*Provided passage*.
Figure 4: The sources of information utilized in an iterative development approach to PoCs and ultimately the Allotrope Framework components.

Instrument Software Integration PoC

The purpose of the instrument software integration PoC application was to test the ability of a standardized, nonproprietary file format to provide method instructions to native instrument control software from multiple vendors; to use the prototype framework to direct that control software to utilize the supplied method to acquire analytical data on a real analytical instrument; and to store the resulting data back in the standardized format (Figure 5). This PoC demonstrated the ability to create and share methods and provide the resulting data in a standardized format to be read and used regardless of the specific software version or specific vendor used. This concept is rooted in a common real-world scenario - the need to share methods and data between entities, for example, between a sponsor and a CRO.

Figure 5: The flow diagram of the instrument software integration PoC. Step 1: HPLC-UV method parameters are input into a web form to create a standardized method file. Step 2: this method file is passed through a vendor-specific adaptor used to convert the standardized instructions into vendor-specific instructions, which are then passed to the CDS for execution. Steps 3 and 4: the CDS executes the run and captures the data. Step 5: the raw data are passed through a second adaptor to convert it into the defined standard format.

For this PoC, high performance liquid chromatography with UV detection (HPLC–UV) was chosen as the analytical technique to be tested because of its ubiquitous use in the laboratory. As mentioned above, AnIML formed the basis of the standardized data format. To demonstrate the vendor-neutrality of the standardized method and data format, the CDS software from both Waters (Empower 3) and Agilent (OpenLAB ChemStation) were used in this PoC. To interact with each vendor's CDS, Allotrope Foundation created adaptors using the vendor SDKs to allow standardized instructions to be sent to each of these CDS platforms and back-convert the CDS-captured data into the standardized data format. The instrument software integration PoC was successfully deployed and implemented at two Allotrope Foundation member companies in early 2014 and subsequently distributed to all Allotrope Foundation member companies for deployment and testing in their individual environments. Future extensions of this PoC will enable the much more complex HPLC–UV experiments that are typically run in modern laboratories, eliminate manual free text entry, and provide a mechanism to support vendor-specific hardware in addition to processed results (for example, peak tables).

*Data excerpts*.
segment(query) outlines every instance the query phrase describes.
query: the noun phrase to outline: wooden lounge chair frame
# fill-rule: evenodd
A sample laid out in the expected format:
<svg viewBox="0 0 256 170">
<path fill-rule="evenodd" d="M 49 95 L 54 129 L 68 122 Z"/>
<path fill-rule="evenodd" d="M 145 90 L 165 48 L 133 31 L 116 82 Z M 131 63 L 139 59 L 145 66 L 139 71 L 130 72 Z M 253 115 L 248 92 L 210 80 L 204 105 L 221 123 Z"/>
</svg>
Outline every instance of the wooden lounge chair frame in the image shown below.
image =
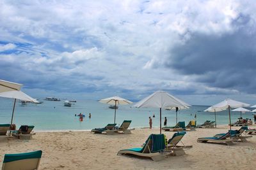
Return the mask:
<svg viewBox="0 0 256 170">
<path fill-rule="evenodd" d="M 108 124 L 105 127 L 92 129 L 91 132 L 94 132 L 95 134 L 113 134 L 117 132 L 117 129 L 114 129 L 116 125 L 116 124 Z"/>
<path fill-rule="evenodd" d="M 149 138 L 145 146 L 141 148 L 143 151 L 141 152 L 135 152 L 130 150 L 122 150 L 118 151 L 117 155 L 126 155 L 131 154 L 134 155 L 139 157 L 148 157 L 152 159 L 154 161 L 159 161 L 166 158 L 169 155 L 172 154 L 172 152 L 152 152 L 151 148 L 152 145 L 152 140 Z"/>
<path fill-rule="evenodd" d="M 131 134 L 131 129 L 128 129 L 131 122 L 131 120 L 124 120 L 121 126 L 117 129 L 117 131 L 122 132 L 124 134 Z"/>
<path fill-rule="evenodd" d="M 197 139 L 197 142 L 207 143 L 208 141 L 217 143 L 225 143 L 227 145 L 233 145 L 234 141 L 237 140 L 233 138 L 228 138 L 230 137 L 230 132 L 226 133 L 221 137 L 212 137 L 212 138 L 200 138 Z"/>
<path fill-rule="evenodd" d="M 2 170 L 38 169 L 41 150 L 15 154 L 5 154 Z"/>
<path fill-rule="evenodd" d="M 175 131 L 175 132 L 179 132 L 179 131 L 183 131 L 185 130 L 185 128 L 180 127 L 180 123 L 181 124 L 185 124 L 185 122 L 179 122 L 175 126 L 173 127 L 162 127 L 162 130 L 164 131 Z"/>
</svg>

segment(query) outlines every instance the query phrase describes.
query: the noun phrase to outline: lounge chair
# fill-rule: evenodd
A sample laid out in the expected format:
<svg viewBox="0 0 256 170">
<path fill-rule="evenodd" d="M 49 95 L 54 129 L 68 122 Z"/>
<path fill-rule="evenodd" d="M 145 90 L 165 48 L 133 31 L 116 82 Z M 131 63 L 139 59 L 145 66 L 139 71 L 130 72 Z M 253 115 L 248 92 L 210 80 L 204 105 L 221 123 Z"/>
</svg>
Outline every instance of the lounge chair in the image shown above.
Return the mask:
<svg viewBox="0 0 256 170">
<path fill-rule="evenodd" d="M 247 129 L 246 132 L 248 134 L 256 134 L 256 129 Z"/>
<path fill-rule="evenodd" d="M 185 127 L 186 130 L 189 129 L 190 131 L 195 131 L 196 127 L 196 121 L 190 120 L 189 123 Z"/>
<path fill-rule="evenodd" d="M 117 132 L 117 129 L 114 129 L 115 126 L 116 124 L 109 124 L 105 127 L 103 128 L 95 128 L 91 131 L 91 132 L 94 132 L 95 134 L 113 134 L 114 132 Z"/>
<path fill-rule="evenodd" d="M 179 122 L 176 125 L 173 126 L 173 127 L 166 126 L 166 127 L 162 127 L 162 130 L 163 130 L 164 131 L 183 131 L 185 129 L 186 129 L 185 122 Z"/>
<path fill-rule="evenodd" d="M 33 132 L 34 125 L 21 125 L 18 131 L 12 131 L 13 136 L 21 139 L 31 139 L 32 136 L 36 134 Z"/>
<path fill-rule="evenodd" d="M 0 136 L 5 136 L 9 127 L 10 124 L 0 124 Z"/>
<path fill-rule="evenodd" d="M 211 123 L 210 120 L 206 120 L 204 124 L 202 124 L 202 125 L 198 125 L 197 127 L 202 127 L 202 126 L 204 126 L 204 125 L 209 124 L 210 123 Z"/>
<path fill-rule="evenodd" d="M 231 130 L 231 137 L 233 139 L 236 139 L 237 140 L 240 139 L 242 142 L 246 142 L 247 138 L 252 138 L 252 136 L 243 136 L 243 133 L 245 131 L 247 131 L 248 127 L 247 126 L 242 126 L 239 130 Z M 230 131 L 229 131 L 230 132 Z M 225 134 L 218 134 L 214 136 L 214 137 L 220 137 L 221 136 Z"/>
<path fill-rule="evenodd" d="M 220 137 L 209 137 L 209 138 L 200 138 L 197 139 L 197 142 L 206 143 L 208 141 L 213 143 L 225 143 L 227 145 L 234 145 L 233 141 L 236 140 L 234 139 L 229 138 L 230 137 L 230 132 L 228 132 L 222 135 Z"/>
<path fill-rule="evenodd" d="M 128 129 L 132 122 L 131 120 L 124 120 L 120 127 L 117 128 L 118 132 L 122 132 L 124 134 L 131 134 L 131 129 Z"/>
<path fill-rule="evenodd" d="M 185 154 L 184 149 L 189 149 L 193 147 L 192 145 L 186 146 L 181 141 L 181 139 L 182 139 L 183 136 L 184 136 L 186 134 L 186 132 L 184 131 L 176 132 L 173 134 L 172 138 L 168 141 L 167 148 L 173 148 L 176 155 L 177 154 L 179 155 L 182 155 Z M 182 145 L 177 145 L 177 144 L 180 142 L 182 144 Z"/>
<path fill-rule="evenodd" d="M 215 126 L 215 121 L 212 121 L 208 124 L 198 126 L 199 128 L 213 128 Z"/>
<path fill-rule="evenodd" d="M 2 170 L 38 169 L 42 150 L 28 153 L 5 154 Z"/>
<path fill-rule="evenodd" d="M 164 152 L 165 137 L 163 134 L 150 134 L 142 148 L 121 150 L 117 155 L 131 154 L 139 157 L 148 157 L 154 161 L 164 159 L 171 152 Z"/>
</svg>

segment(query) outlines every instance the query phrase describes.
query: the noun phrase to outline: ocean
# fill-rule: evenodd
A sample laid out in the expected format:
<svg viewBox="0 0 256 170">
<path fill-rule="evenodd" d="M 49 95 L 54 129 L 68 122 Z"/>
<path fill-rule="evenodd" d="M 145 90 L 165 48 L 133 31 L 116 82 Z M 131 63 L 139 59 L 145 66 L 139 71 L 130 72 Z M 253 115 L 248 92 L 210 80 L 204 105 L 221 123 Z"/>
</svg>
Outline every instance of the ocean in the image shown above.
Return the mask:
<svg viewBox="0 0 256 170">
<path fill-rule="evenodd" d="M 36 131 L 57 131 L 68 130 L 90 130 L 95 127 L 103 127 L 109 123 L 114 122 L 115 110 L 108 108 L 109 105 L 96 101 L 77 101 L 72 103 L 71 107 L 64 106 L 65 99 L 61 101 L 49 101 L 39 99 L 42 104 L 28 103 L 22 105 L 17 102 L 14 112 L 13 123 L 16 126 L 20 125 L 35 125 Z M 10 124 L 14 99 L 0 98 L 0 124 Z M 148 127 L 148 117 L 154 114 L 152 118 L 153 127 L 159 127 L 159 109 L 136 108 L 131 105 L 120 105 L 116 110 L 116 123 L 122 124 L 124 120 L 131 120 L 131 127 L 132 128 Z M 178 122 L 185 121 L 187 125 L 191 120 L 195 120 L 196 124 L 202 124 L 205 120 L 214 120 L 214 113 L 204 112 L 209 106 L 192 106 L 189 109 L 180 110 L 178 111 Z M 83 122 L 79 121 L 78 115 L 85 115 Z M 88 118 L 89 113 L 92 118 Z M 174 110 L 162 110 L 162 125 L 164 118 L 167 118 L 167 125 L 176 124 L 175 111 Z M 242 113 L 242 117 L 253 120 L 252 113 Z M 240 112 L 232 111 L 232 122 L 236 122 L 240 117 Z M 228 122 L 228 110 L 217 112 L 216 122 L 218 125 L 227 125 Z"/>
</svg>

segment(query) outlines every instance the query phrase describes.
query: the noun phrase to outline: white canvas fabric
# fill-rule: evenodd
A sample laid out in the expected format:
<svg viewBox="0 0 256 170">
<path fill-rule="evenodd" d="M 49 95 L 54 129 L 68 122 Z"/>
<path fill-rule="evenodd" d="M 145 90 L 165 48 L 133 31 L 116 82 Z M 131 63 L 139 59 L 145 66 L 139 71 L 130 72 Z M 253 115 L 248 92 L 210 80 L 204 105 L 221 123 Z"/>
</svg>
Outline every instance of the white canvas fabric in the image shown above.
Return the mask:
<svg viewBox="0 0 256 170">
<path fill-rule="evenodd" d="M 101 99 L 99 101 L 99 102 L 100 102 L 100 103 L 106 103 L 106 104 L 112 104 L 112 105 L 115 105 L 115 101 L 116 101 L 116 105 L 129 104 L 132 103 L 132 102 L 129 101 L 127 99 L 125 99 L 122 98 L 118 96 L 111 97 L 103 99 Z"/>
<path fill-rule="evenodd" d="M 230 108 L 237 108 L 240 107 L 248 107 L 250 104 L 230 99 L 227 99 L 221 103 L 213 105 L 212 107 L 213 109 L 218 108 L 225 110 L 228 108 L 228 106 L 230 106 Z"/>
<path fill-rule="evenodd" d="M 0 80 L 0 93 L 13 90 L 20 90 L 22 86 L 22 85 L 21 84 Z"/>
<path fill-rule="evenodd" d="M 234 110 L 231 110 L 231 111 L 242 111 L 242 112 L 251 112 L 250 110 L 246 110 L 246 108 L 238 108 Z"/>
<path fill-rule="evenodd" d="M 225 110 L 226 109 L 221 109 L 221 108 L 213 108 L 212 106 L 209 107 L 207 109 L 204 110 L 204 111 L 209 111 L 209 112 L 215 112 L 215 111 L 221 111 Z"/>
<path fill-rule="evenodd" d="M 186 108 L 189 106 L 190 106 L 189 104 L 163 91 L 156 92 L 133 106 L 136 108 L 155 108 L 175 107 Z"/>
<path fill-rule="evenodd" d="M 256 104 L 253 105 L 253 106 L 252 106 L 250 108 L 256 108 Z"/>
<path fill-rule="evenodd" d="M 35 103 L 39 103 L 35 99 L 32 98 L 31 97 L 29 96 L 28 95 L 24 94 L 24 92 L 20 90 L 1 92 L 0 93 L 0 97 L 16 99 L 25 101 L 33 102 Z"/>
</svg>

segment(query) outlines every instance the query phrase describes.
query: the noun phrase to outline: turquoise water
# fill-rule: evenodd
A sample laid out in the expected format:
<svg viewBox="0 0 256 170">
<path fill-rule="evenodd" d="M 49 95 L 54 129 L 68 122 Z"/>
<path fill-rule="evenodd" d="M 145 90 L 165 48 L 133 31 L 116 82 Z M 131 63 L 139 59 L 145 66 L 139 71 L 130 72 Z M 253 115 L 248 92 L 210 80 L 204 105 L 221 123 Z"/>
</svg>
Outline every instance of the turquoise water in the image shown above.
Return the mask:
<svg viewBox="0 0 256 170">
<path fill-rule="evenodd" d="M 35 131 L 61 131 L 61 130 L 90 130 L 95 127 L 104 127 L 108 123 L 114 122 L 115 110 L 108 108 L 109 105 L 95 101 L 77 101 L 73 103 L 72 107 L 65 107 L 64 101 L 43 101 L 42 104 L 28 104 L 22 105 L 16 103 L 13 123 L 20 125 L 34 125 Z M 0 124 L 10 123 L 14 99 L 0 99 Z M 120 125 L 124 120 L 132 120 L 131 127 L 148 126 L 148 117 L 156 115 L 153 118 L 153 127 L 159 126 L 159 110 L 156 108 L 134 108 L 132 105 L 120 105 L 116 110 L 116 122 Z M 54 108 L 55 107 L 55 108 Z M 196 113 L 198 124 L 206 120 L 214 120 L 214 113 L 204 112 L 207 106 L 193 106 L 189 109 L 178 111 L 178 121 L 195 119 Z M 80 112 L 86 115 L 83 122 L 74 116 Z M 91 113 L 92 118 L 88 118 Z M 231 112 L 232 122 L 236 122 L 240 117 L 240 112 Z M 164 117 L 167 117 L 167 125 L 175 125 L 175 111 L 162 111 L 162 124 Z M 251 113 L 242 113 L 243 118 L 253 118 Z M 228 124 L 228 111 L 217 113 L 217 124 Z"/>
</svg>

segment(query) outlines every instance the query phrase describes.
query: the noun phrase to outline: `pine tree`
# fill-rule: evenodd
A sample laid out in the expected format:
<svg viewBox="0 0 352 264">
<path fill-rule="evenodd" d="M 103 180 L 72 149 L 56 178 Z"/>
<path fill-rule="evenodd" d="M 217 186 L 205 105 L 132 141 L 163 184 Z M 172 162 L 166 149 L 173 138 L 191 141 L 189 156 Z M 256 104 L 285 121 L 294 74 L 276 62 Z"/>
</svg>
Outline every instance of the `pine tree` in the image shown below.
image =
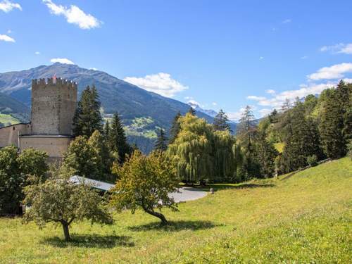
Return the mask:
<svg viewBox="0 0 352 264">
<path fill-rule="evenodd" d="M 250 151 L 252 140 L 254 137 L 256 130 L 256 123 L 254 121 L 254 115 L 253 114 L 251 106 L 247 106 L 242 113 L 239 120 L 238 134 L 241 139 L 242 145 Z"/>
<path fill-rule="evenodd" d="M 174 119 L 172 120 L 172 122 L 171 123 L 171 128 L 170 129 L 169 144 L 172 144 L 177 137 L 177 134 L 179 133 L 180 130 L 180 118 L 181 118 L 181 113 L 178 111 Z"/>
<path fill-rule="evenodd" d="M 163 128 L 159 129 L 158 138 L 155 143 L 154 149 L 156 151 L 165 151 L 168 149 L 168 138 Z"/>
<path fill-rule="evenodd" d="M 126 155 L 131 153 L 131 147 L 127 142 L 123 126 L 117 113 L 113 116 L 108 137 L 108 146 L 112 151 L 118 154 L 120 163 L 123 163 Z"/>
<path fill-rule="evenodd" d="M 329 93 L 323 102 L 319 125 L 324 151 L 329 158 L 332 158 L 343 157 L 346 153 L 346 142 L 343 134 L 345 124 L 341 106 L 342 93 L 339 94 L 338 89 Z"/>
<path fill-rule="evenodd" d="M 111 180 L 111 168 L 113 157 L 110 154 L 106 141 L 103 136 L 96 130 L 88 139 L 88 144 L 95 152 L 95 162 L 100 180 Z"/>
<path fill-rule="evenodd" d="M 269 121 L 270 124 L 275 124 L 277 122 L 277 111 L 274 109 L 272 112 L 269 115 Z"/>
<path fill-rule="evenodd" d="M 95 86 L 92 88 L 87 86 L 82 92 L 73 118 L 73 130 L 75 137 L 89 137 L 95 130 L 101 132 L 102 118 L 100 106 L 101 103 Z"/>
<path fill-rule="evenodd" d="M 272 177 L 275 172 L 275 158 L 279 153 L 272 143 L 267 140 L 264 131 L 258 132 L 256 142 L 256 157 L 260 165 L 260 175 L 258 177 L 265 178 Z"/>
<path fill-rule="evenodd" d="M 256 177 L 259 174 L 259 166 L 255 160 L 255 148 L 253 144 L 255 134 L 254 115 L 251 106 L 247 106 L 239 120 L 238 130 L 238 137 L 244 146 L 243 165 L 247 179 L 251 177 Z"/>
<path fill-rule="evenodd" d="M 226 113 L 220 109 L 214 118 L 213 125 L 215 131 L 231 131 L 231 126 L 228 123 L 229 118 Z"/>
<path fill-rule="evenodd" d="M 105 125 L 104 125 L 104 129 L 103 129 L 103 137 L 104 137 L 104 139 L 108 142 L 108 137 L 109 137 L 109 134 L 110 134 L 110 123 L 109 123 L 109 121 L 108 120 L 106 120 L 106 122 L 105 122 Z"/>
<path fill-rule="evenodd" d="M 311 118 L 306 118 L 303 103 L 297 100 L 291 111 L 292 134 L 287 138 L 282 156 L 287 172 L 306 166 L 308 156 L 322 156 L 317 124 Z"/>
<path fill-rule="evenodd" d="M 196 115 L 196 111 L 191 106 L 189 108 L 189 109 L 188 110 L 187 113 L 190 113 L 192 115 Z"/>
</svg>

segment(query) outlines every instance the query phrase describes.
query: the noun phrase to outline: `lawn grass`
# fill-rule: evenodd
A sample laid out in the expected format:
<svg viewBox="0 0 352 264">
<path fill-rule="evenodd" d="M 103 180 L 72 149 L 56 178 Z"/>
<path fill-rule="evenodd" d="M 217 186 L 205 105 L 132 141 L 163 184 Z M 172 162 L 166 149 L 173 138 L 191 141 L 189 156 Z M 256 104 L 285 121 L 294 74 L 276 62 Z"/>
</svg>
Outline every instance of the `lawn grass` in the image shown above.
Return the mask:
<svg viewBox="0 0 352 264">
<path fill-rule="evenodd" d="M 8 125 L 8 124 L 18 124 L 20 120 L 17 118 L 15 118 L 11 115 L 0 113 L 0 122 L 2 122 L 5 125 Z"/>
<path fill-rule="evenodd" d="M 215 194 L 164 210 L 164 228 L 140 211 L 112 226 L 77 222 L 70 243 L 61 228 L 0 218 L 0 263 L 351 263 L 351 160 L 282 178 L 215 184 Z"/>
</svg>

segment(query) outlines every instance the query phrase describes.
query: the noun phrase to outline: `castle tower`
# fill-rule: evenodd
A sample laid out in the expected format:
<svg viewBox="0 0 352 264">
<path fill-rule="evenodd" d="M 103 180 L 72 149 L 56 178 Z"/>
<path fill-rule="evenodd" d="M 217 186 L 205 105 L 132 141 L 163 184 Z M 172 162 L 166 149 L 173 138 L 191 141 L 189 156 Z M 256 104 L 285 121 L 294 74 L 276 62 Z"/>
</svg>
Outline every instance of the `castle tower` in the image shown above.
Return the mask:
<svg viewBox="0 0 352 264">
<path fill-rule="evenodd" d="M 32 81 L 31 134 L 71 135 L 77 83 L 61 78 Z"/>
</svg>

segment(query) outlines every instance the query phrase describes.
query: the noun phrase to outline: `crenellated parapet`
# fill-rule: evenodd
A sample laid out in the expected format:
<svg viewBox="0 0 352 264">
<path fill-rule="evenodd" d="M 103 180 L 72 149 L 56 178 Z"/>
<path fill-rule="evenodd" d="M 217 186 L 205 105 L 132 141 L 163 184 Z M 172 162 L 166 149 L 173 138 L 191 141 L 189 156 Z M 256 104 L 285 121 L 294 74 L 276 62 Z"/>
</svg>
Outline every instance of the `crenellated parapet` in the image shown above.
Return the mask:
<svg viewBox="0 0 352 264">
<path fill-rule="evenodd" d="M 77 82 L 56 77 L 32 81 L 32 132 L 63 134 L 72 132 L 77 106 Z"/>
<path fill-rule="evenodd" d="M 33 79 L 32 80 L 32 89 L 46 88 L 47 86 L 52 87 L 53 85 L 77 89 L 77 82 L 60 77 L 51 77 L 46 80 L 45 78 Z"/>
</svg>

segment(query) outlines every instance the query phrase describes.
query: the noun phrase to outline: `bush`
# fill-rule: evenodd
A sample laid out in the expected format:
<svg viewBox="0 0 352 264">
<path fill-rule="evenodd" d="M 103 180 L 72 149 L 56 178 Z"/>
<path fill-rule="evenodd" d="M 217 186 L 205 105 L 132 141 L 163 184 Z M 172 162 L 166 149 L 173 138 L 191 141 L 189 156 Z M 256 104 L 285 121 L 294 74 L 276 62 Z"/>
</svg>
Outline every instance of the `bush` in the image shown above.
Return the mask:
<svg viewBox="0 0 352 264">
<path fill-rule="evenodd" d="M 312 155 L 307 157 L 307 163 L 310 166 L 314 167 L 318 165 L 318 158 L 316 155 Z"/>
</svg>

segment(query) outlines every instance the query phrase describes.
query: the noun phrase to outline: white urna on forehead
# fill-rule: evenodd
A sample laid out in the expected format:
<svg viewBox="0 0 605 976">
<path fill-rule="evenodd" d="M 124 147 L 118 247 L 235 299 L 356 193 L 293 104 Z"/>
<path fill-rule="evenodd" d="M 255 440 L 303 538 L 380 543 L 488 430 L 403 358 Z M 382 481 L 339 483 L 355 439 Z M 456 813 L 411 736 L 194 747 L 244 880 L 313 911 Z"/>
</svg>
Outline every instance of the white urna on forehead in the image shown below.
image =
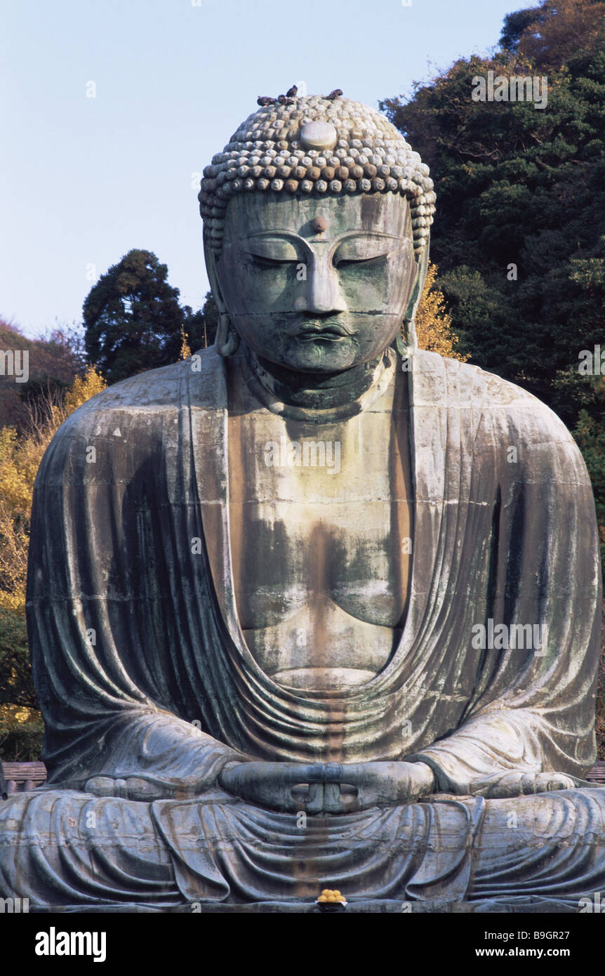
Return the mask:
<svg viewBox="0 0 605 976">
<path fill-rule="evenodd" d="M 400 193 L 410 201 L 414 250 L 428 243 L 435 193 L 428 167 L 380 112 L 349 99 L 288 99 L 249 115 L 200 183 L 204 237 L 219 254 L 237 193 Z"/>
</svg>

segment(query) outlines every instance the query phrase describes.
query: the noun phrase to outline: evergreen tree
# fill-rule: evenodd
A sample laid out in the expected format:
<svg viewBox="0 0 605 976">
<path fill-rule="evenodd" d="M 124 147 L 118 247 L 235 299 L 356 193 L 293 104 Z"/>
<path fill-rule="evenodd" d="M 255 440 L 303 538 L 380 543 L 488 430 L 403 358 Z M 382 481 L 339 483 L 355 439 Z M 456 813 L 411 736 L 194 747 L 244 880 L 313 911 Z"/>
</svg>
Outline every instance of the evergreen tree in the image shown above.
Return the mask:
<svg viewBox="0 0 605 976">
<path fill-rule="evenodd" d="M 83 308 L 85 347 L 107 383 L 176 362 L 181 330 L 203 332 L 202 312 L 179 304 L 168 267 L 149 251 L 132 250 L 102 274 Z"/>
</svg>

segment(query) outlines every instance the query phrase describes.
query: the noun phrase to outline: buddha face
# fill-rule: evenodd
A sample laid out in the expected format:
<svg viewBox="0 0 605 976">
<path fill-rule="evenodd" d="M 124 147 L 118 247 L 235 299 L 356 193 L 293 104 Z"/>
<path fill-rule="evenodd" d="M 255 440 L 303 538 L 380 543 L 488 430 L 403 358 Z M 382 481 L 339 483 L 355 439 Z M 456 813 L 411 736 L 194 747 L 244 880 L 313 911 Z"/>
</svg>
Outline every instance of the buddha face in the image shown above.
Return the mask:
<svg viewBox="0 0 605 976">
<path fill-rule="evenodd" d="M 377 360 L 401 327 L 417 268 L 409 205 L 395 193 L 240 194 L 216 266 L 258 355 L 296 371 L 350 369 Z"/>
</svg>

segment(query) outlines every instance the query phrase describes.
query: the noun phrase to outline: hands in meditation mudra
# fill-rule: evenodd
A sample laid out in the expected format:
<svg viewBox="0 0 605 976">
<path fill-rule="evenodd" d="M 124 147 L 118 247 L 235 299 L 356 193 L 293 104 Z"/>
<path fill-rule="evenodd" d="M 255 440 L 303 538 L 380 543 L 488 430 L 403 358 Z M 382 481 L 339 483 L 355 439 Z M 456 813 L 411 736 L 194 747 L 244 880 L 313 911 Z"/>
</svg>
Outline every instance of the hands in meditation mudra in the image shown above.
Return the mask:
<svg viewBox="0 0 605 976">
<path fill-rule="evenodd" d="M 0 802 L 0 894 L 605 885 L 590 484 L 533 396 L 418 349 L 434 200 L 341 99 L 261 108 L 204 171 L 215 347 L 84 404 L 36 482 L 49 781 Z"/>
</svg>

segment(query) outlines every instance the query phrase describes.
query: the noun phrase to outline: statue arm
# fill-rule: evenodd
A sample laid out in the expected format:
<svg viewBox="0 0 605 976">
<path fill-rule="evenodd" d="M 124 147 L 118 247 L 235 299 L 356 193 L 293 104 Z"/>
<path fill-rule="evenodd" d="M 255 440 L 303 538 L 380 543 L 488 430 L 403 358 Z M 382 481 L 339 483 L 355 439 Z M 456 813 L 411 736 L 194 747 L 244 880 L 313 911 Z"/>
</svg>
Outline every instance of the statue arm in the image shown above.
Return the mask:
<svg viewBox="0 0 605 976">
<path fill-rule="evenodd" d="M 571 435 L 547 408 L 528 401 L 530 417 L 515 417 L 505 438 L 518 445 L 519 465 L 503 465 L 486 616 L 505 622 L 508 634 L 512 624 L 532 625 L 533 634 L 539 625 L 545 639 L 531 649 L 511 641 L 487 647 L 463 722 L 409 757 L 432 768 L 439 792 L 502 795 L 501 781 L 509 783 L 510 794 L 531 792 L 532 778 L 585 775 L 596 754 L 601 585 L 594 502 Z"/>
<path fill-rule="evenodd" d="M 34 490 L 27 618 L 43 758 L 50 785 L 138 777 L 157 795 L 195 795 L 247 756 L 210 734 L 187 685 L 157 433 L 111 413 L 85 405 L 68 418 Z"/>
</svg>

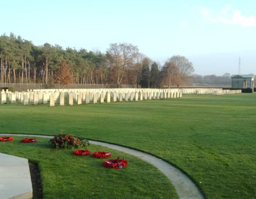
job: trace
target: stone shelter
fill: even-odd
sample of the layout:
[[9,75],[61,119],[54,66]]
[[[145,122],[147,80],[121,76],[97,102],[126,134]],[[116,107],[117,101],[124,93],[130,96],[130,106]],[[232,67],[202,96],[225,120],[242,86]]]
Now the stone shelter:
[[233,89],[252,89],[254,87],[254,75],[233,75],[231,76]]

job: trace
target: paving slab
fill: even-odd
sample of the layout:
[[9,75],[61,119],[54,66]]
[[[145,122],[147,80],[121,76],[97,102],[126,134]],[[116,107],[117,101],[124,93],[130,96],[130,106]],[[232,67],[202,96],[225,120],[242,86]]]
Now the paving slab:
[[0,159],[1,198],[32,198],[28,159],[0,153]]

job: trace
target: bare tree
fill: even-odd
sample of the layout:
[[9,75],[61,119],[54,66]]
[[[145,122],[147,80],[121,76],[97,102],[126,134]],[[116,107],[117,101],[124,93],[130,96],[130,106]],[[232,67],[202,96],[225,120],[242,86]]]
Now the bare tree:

*Explore the material*.
A - According to the passage on the instrument software integration PoC, which two vendors' CDS software were used?
B - Print the part of the passage on the instrument software integration PoC starting at "The purpose of" and ending at "sponsor and a CRO.", copied word for word.

*Answers per task*.
A - Waters (Empower 3) and Agilent (OpenLAB ChemStation).

B -
The purpose of the instrument software integration PoC application was to test the ability of a standardized, nonproprietary file format to provide method instructions to native instrument control software from multiple vendors; to use the prototype framework to direct that control software to utilize the supplied method to acquire analytical data on a real analytical instrument; and to store the resulting data back in the standardized format (Figure 5). This PoC demonstrated the ability to create and share methods and provide the resulting data in a standardized format to be read and used regardless of the specific software version or specific vendor used. This concept is rooted in a common real-world scenario - the need to share methods and data between entities, for example, between a sponsor and a CRO.